## YOUR ASSIGNMENT
The following entries are to be retyped in full, exactly as written.

## MATERIAL TO PROCESS
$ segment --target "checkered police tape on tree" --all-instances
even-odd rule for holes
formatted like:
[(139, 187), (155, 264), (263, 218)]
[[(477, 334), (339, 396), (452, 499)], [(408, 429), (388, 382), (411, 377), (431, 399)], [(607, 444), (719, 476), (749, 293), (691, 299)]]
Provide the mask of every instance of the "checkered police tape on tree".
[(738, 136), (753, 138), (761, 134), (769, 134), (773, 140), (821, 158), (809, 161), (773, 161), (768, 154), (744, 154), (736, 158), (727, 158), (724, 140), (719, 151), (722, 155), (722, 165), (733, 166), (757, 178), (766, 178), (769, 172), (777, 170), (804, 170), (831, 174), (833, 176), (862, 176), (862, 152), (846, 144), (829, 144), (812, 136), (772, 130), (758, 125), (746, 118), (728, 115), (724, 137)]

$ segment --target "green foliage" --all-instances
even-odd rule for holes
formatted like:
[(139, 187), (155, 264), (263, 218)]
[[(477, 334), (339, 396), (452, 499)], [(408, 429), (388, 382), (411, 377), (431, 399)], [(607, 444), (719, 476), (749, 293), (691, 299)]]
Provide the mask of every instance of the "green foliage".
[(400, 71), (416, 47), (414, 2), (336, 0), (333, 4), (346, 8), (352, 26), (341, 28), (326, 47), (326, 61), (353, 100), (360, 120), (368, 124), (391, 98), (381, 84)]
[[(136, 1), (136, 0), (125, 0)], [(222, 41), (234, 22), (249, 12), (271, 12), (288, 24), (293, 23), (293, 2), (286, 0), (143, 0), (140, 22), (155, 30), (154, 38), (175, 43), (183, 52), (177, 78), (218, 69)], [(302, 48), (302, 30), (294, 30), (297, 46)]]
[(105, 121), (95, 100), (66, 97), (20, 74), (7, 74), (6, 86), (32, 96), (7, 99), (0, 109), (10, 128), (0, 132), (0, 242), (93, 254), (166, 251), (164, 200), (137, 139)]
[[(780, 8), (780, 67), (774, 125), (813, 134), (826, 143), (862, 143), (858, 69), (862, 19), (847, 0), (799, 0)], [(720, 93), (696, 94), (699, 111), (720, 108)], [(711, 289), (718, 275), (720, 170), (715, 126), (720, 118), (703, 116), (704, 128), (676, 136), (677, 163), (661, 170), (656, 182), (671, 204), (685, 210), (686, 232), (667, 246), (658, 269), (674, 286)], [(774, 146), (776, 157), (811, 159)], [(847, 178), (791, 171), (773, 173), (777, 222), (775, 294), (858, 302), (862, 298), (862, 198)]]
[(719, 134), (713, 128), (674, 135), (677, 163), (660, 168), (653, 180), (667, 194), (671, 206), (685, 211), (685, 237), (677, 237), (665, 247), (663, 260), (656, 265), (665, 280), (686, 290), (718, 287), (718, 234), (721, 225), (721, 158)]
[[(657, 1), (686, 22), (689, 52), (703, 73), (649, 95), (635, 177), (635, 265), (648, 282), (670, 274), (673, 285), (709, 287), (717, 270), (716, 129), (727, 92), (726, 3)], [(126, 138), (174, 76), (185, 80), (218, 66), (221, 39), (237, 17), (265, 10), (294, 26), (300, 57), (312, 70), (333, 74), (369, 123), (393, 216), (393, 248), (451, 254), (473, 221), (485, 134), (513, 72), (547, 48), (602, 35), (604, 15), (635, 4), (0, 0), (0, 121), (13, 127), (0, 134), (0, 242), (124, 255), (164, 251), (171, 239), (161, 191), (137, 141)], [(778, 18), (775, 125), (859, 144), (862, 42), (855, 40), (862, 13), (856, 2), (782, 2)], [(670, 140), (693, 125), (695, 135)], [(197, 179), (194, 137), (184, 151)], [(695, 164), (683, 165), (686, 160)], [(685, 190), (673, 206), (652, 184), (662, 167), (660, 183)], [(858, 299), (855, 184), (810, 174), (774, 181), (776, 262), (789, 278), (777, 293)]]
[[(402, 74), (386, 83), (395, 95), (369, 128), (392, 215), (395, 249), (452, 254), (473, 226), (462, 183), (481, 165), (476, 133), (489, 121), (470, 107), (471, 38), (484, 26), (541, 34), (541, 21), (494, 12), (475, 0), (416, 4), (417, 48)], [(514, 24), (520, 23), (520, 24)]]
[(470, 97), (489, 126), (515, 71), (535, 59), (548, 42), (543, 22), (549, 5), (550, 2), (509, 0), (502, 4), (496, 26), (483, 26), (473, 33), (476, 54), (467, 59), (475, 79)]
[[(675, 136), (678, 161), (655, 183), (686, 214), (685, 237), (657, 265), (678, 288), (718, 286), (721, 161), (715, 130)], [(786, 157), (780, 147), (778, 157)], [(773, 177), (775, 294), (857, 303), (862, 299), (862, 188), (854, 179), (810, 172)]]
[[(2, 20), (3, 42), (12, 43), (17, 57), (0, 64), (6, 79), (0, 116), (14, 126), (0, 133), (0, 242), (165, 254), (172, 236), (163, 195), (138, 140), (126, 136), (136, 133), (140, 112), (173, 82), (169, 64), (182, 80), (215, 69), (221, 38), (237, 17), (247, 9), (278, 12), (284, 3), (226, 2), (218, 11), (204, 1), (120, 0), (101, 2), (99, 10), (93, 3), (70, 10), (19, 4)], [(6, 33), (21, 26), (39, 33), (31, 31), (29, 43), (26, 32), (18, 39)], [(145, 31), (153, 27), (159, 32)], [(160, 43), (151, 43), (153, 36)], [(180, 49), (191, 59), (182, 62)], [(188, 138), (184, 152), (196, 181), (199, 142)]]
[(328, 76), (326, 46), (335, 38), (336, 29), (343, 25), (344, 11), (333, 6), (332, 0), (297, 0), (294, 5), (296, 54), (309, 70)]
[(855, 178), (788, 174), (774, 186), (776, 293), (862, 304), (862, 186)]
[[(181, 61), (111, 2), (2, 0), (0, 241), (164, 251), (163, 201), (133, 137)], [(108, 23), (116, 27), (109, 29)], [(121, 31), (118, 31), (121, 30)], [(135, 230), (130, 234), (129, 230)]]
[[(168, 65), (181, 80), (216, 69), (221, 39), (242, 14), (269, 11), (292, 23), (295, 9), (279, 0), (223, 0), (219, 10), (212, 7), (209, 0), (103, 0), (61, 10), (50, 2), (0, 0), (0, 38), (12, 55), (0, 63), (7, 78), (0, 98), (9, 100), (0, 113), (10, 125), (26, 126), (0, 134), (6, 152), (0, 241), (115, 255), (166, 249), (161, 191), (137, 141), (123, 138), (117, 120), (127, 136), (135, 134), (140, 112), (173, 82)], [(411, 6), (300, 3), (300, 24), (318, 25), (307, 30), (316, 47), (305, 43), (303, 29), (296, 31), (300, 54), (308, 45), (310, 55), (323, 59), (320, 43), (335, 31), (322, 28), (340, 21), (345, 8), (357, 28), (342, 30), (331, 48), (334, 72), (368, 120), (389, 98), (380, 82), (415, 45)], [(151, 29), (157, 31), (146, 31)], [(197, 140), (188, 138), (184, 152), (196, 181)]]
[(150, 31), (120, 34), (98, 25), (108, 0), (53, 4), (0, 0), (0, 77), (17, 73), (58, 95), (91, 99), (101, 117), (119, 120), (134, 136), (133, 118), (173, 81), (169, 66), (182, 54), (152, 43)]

## PROBLEM SOLUTION
$ segment --target "checkered police tape on tree" --all-instances
even-odd rule for holes
formatted like:
[(139, 187), (155, 264), (263, 218)]
[[(477, 334), (339, 396), (452, 499)], [(408, 429), (388, 382), (411, 377), (431, 399)], [(607, 444), (719, 476), (749, 293), (691, 299)]]
Provide the mask of every instance of the "checkered police tape on tree".
[(738, 136), (753, 138), (761, 134), (769, 134), (773, 140), (821, 158), (809, 161), (773, 161), (768, 154), (744, 154), (736, 158), (727, 158), (724, 140), (719, 151), (722, 155), (722, 165), (733, 166), (757, 178), (766, 178), (769, 172), (777, 170), (804, 170), (831, 174), (833, 176), (862, 176), (862, 152), (846, 144), (829, 144), (812, 136), (772, 130), (758, 125), (746, 118), (728, 115), (724, 137)]

$ segment --target "green foliage" --all-instances
even-odd rule for holes
formatted like:
[(139, 187), (155, 264), (263, 218)]
[[(477, 334), (339, 396), (452, 499)], [(408, 429), (388, 382), (411, 377), (431, 399)], [(607, 444), (719, 476), (749, 293), (691, 299)]]
Provide the mask of every instance of the "green foliage".
[(400, 71), (416, 47), (414, 2), (336, 0), (333, 4), (346, 8), (352, 26), (341, 28), (326, 47), (326, 61), (353, 100), (360, 120), (368, 124), (391, 98), (381, 84)]
[[(136, 1), (136, 0), (125, 0)], [(222, 41), (234, 22), (249, 12), (271, 12), (288, 24), (293, 23), (293, 2), (286, 0), (143, 0), (140, 22), (155, 30), (154, 38), (175, 43), (183, 52), (177, 78), (218, 69)], [(302, 48), (302, 30), (294, 30), (297, 46)]]
[(105, 121), (95, 100), (66, 97), (20, 74), (7, 74), (6, 86), (32, 96), (7, 99), (0, 109), (10, 128), (0, 132), (0, 242), (93, 254), (166, 251), (164, 200), (137, 139)]
[[(780, 8), (780, 67), (774, 125), (813, 134), (826, 143), (862, 143), (858, 69), (862, 19), (847, 0), (799, 0)], [(720, 93), (696, 94), (699, 111), (720, 108)], [(711, 289), (718, 275), (720, 170), (715, 126), (720, 118), (703, 116), (704, 128), (676, 136), (677, 163), (661, 170), (656, 182), (671, 204), (685, 210), (686, 232), (667, 246), (658, 269), (674, 286)], [(774, 146), (776, 157), (811, 159)], [(847, 178), (791, 171), (773, 173), (777, 222), (775, 294), (858, 302), (862, 298), (862, 198)]]
[(719, 134), (713, 128), (674, 135), (677, 163), (660, 168), (653, 180), (667, 194), (671, 206), (685, 211), (685, 237), (677, 237), (665, 247), (663, 260), (656, 265), (665, 280), (686, 290), (718, 287), (718, 234), (721, 225), (721, 158)]
[[(657, 1), (686, 22), (689, 52), (703, 73), (649, 95), (635, 177), (635, 265), (648, 282), (670, 274), (673, 285), (709, 287), (717, 270), (716, 129), (727, 92), (726, 3)], [(126, 138), (174, 76), (185, 80), (218, 66), (221, 39), (237, 17), (265, 10), (294, 26), (300, 57), (312, 70), (333, 74), (369, 123), (393, 216), (393, 248), (451, 254), (473, 221), (485, 134), (513, 72), (547, 48), (602, 35), (604, 15), (635, 4), (0, 0), (0, 121), (13, 127), (0, 134), (0, 242), (124, 255), (164, 251), (171, 239), (161, 191), (137, 141)], [(778, 18), (775, 125), (859, 144), (862, 42), (855, 40), (862, 13), (856, 2), (782, 2)], [(670, 140), (693, 125), (695, 135)], [(197, 179), (194, 137), (184, 151)], [(695, 164), (683, 165), (686, 160)], [(685, 190), (673, 206), (652, 184), (662, 167), (660, 183)], [(858, 299), (855, 184), (810, 174), (774, 181), (776, 262), (789, 278), (777, 293)]]
[[(402, 74), (386, 83), (395, 95), (369, 128), (392, 215), (395, 249), (452, 254), (473, 226), (462, 183), (481, 165), (476, 133), (489, 121), (470, 107), (471, 38), (484, 26), (541, 34), (541, 21), (494, 12), (475, 0), (416, 4), (417, 48)], [(514, 24), (520, 23), (520, 24)]]
[(470, 97), (489, 126), (515, 71), (535, 59), (548, 42), (543, 22), (549, 5), (550, 2), (509, 0), (502, 4), (496, 26), (483, 26), (473, 33), (476, 54), (467, 59), (475, 79)]
[[(675, 136), (678, 161), (655, 183), (686, 214), (685, 237), (657, 265), (678, 288), (718, 286), (721, 161), (715, 130)], [(786, 157), (780, 147), (778, 157)], [(773, 177), (775, 294), (857, 303), (862, 299), (862, 188), (854, 179), (810, 172)]]
[[(2, 20), (3, 42), (12, 43), (17, 57), (0, 64), (6, 79), (0, 116), (14, 126), (0, 133), (0, 242), (165, 254), (172, 236), (163, 195), (138, 140), (126, 136), (136, 133), (140, 112), (173, 82), (169, 64), (182, 80), (215, 69), (221, 38), (237, 17), (247, 9), (278, 12), (284, 3), (226, 2), (218, 11), (204, 1), (120, 0), (101, 2), (99, 10), (93, 3), (70, 10), (19, 4)], [(6, 33), (21, 26), (39, 33), (31, 31), (29, 43), (26, 32), (18, 39)], [(145, 31), (153, 27), (159, 32)], [(160, 43), (151, 43), (153, 36)], [(180, 49), (191, 59), (182, 62)], [(188, 138), (184, 152), (196, 181), (199, 142)]]
[(328, 76), (326, 46), (335, 38), (336, 29), (343, 25), (344, 11), (333, 6), (332, 0), (297, 0), (294, 5), (296, 54), (309, 70)]
[(855, 178), (788, 174), (774, 186), (776, 293), (862, 304), (862, 186)]
[[(181, 61), (111, 2), (2, 0), (0, 241), (164, 251), (163, 201), (133, 137)], [(108, 23), (116, 27), (109, 29)], [(121, 31), (118, 31), (121, 30)], [(135, 230), (130, 234), (129, 230)]]
[[(168, 65), (181, 80), (216, 69), (221, 39), (242, 14), (269, 11), (292, 23), (295, 9), (279, 0), (223, 0), (219, 10), (212, 7), (209, 0), (103, 0), (61, 10), (50, 2), (0, 0), (0, 38), (12, 55), (0, 63), (7, 78), (0, 98), (9, 100), (0, 113), (10, 125), (26, 126), (0, 134), (6, 152), (0, 241), (115, 255), (166, 249), (161, 191), (137, 141), (123, 138), (117, 120), (127, 136), (135, 134), (140, 112), (173, 82)], [(411, 6), (300, 3), (300, 24), (318, 25), (307, 30), (316, 47), (305, 43), (303, 29), (296, 31), (300, 54), (308, 45), (310, 55), (323, 59), (320, 43), (335, 31), (322, 28), (340, 21), (345, 8), (357, 28), (342, 30), (331, 48), (334, 72), (368, 120), (389, 98), (380, 82), (415, 45)], [(151, 29), (157, 31), (146, 31)], [(197, 140), (188, 138), (184, 152), (196, 181)]]
[(150, 31), (120, 34), (98, 25), (108, 0), (53, 4), (0, 0), (0, 77), (17, 73), (58, 95), (91, 99), (101, 117), (119, 120), (134, 136), (133, 118), (173, 81), (169, 66), (182, 54), (152, 43)]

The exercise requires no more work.